■ PROBLEM TO WORK ON
In the records below, take the line containing "If you could place a marker on the stainless steel counter" and every line following it, and write them out exactly.

■ EXERCISE INPUTS
......
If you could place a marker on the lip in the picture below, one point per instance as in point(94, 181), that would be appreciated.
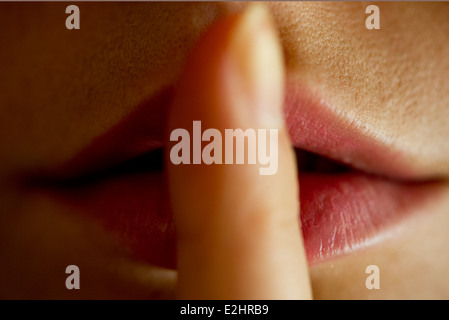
point(339, 213)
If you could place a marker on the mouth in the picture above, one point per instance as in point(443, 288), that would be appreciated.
point(355, 189)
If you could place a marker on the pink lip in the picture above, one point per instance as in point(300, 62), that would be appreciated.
point(339, 213)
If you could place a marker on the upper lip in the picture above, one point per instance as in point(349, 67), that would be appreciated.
point(312, 123)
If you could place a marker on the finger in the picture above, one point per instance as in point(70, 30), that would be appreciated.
point(238, 229)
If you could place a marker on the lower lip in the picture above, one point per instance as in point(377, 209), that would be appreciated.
point(339, 213)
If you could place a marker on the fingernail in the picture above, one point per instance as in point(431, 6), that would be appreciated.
point(256, 77)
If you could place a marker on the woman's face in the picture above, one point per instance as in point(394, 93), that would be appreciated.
point(65, 90)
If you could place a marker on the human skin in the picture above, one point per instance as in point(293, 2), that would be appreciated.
point(62, 88)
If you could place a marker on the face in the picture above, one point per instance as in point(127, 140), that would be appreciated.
point(76, 105)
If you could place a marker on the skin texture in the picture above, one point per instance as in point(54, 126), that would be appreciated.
point(60, 89)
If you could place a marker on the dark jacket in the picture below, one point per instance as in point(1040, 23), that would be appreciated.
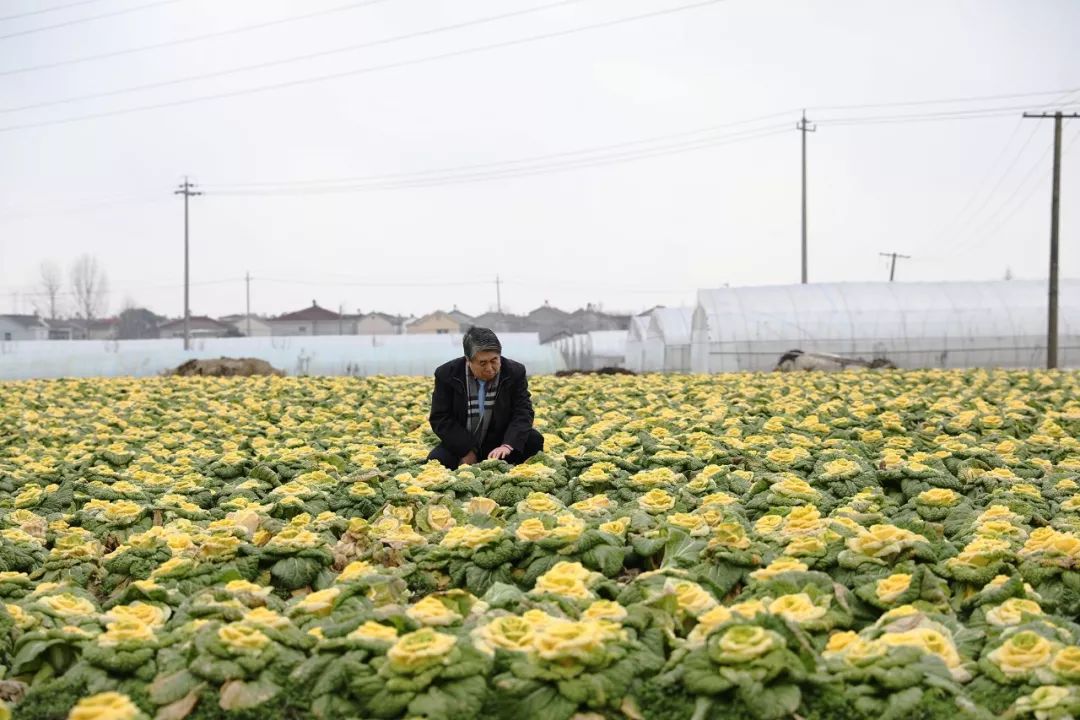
point(511, 417)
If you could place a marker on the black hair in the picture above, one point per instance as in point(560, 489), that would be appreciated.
point(478, 339)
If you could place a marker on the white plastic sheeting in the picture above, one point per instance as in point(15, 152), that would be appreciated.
point(335, 355)
point(667, 340)
point(635, 342)
point(988, 324)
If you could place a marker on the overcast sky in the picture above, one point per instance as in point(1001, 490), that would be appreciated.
point(580, 158)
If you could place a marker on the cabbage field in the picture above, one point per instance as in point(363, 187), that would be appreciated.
point(855, 545)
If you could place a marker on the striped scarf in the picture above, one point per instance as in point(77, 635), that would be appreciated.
point(478, 420)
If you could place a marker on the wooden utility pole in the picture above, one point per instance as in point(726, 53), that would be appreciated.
point(892, 267)
point(1054, 214)
point(804, 127)
point(186, 190)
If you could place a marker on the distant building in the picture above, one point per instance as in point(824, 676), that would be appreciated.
point(591, 318)
point(137, 324)
point(23, 327)
point(502, 322)
point(254, 326)
point(464, 320)
point(199, 326)
point(548, 316)
point(77, 328)
point(436, 323)
point(308, 322)
point(377, 323)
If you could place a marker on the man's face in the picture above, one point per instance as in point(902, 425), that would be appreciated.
point(485, 365)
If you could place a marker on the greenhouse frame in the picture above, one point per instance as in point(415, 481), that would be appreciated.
point(914, 325)
point(669, 340)
point(333, 355)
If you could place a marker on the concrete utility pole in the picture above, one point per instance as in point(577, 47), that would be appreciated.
point(892, 267)
point(1055, 206)
point(804, 127)
point(187, 190)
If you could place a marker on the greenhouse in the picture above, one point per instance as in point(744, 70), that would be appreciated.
point(915, 325)
point(334, 355)
point(635, 342)
point(667, 340)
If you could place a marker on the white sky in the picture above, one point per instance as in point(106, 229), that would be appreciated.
point(967, 199)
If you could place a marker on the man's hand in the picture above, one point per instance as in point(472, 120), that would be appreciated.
point(500, 452)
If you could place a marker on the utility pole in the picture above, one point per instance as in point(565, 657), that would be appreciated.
point(1054, 213)
point(892, 267)
point(804, 127)
point(186, 190)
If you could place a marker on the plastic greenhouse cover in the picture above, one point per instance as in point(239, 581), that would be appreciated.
point(349, 355)
point(607, 343)
point(672, 325)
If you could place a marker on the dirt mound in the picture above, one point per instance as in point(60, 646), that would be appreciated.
point(227, 367)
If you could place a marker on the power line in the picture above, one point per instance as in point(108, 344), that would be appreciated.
point(130, 289)
point(370, 284)
point(973, 113)
point(294, 58)
point(48, 10)
point(367, 69)
point(939, 236)
point(528, 159)
point(946, 100)
point(892, 265)
point(422, 181)
point(185, 41)
point(90, 18)
point(976, 241)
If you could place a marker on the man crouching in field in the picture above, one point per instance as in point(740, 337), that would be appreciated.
point(481, 407)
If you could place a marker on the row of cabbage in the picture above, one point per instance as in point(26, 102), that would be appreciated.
point(829, 546)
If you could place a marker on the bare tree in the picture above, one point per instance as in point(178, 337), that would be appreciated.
point(52, 281)
point(90, 286)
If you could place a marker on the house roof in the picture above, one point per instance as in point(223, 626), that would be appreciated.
point(550, 311)
point(394, 320)
point(460, 316)
point(314, 313)
point(240, 316)
point(27, 321)
point(436, 314)
point(99, 324)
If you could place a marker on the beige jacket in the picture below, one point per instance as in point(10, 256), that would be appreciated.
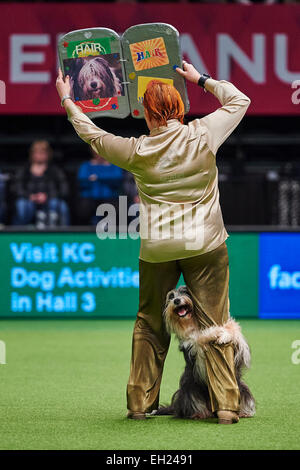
point(176, 175)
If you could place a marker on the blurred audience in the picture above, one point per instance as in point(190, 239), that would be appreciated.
point(40, 190)
point(99, 182)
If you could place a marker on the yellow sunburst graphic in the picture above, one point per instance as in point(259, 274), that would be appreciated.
point(149, 54)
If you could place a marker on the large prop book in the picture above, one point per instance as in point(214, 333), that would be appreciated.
point(109, 73)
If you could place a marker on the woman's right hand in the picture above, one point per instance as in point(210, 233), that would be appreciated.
point(189, 72)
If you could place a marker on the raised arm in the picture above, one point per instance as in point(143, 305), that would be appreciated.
point(115, 149)
point(222, 122)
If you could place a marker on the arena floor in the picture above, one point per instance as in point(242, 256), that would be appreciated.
point(64, 387)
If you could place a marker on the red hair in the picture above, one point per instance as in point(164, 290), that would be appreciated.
point(163, 102)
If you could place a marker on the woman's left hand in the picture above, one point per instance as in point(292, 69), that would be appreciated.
point(63, 86)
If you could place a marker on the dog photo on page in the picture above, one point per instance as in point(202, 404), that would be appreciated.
point(95, 77)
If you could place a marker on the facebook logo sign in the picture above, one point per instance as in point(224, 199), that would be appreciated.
point(279, 275)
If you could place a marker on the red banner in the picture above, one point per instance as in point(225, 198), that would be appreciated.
point(255, 47)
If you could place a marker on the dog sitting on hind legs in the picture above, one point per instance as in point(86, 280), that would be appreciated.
point(192, 398)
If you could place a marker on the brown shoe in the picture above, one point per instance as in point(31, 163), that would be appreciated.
point(136, 415)
point(227, 417)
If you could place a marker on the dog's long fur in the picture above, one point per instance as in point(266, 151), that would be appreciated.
point(93, 78)
point(192, 398)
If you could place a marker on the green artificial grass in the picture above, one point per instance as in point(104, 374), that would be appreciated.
point(64, 387)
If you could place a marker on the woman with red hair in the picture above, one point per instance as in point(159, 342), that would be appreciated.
point(181, 228)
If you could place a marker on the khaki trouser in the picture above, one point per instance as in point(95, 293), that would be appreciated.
point(207, 278)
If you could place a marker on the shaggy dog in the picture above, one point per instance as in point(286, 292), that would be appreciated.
point(192, 398)
point(93, 78)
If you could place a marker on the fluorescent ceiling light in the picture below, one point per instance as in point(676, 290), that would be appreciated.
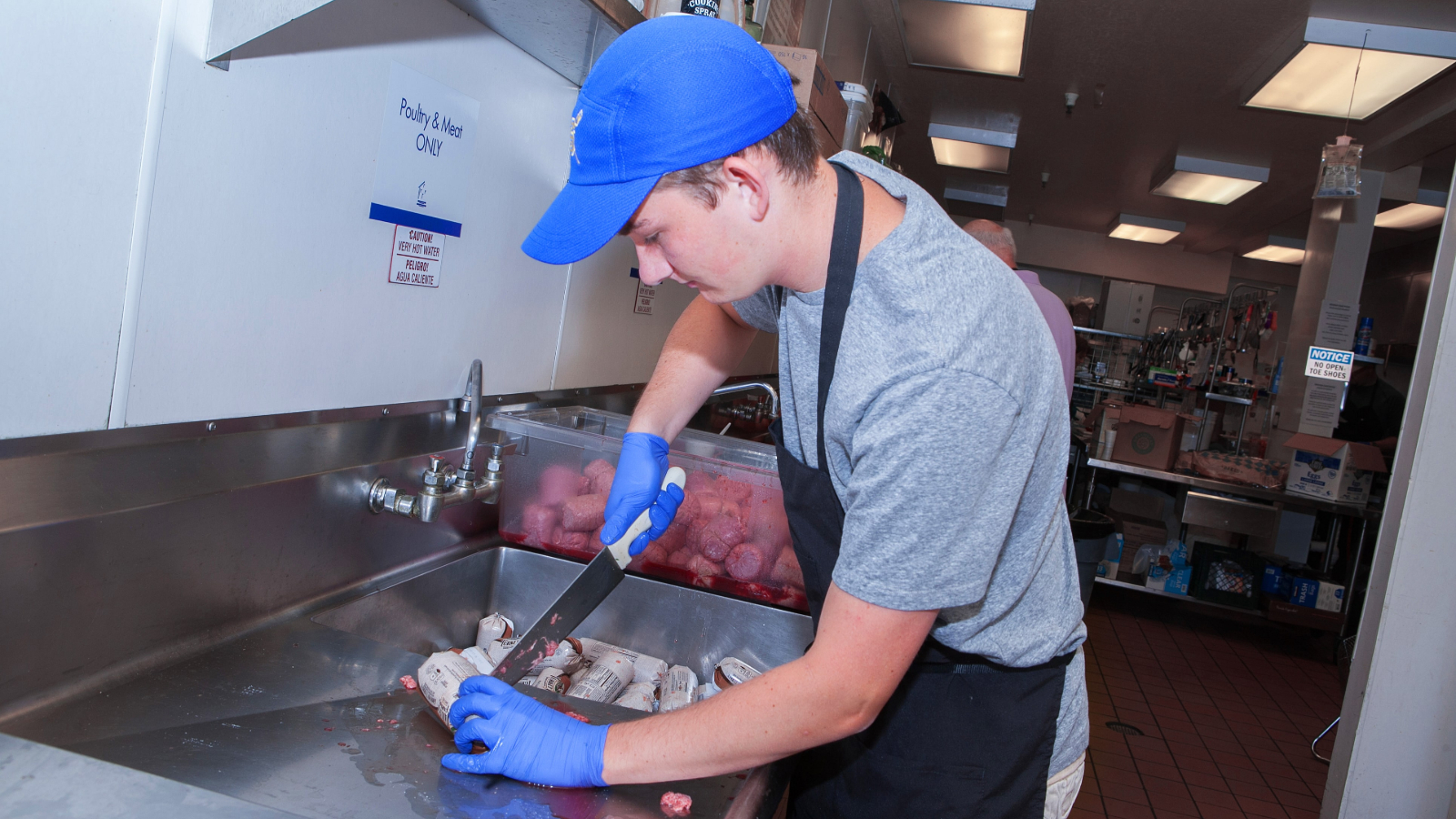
point(1280, 249)
point(979, 149)
point(1411, 216)
point(979, 35)
point(1208, 181)
point(1320, 76)
point(1147, 229)
point(979, 193)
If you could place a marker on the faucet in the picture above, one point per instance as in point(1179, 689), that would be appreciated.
point(443, 486)
point(744, 413)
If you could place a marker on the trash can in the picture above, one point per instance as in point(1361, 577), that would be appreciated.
point(1089, 533)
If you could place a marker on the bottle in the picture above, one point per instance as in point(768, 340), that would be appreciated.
point(1363, 336)
point(754, 29)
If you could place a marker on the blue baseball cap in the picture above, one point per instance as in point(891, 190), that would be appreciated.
point(670, 94)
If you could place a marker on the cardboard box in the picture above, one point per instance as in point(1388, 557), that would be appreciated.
point(1332, 470)
point(1148, 436)
point(814, 89)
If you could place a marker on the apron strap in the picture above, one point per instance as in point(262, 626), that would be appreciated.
point(844, 259)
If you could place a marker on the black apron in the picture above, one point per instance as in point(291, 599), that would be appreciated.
point(961, 736)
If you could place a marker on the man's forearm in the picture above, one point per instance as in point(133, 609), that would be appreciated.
point(834, 691)
point(705, 346)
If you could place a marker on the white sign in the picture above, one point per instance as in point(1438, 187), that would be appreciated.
point(417, 257)
point(644, 299)
point(1325, 363)
point(426, 150)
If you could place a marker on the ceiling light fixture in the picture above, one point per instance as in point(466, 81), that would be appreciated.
point(1318, 76)
point(1208, 179)
point(1145, 229)
point(979, 193)
point(1426, 212)
point(979, 149)
point(1280, 249)
point(986, 36)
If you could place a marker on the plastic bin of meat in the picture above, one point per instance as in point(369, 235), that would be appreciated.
point(730, 535)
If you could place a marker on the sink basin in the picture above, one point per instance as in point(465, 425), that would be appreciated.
point(689, 627)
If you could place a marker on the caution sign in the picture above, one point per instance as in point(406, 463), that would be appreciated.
point(1325, 363)
point(415, 257)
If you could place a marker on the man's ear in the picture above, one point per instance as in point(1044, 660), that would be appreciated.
point(747, 181)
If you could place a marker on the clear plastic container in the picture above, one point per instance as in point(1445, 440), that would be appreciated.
point(730, 535)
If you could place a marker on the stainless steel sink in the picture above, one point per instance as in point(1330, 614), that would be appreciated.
point(682, 625)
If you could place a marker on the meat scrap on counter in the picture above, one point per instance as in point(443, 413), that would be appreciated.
point(728, 535)
point(577, 666)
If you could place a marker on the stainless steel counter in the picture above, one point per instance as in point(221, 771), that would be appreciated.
point(308, 717)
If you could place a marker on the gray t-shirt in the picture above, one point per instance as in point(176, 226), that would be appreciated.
point(946, 436)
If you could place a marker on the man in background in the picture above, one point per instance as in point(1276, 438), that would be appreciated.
point(1001, 242)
......
■ YOUR SOLUTION
If you could place a marker on the stainless steel counter in the picture above, one point per instance as in point(221, 771), that would be appreciated.
point(308, 717)
If you could place a marker on the gray t-shirt in the picture above, one point per instance as in point(176, 226), that would be appreciated.
point(946, 436)
If you could place a marker on the man in background in the picture above, one point per instance as in point(1276, 438), that would be appreciated.
point(1001, 242)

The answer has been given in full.